● **GOAL OF THE EXERCISE**
Each record below is to be reproduced without any change.

● **SOURCE INFORMATION**
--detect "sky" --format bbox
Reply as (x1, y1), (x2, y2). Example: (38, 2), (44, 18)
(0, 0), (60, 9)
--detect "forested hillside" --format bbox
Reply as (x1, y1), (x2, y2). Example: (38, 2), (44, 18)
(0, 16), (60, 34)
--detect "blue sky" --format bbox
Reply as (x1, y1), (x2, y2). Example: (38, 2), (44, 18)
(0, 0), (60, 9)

● **SOLUTION TO THIS EXERCISE**
--detect "sky" --format bbox
Reply as (x1, y1), (x2, y2). Example: (38, 2), (44, 18)
(0, 0), (60, 9)
--detect "forested hillside" --format bbox
Reply as (x1, y1), (x2, y2). Example: (38, 2), (44, 18)
(0, 16), (60, 34)
--detect "blue sky" --format bbox
Reply as (x1, y1), (x2, y2). Example: (38, 2), (44, 18)
(0, 0), (60, 9)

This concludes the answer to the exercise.